PROBLEM:
Reproduce exactly, and only, the lines below from the one containing "Class: dense green vegetation" through the one containing "Class: green leaf".

MATERIALS PROVIDED:
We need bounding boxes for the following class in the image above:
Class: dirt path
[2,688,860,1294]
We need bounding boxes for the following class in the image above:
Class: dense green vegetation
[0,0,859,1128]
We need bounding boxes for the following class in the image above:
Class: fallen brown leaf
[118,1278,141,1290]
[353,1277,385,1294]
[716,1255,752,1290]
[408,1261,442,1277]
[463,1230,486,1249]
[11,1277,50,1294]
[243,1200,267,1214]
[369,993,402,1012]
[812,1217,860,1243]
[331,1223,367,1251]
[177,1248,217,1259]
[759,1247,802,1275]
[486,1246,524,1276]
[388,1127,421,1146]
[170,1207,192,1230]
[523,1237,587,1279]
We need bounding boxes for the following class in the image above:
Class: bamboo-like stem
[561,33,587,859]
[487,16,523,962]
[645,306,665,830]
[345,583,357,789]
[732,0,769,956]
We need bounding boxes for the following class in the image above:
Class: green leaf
==
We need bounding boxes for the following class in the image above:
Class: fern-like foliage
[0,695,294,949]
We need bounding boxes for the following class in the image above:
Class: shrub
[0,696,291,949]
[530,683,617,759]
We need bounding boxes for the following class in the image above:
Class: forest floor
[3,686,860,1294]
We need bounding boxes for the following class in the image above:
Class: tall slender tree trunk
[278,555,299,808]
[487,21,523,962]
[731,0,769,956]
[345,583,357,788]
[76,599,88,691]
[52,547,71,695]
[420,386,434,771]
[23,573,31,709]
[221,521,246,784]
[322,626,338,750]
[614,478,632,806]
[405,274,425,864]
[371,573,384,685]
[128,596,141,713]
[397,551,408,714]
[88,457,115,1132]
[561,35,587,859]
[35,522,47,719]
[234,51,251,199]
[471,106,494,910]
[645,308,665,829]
* * *
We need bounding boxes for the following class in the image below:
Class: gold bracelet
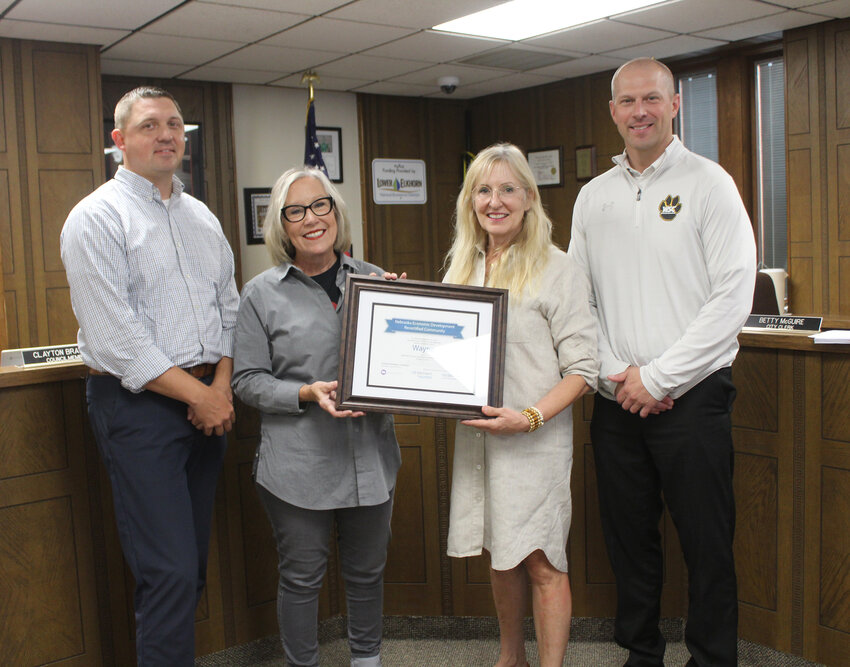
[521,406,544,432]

OUTPUT FOR THIS TASK:
Class: dense green vegetation
[0,0,859,1128]
We need bounding boxes for the following class in the image above:
Class: fallen brown leaf
[118,1278,141,1290]
[353,1277,385,1294]
[716,1255,752,1290]
[408,1261,442,1277]
[463,1230,486,1249]
[11,1277,50,1294]
[243,1200,267,1214]
[369,993,402,1012]
[812,1217,860,1243]
[331,1223,367,1251]
[177,1248,217,1259]
[759,1247,802,1275]
[486,1246,524,1276]
[388,1127,421,1146]
[170,1207,192,1230]
[523,1237,587,1279]
We need bounding boxes for the following class in the image above:
Class: bamboo-like stem
[561,33,587,859]
[487,16,523,962]
[645,306,665,830]
[345,583,357,789]
[732,0,769,956]
We need bounding boxes for the following class in the image above:
Class: green leaf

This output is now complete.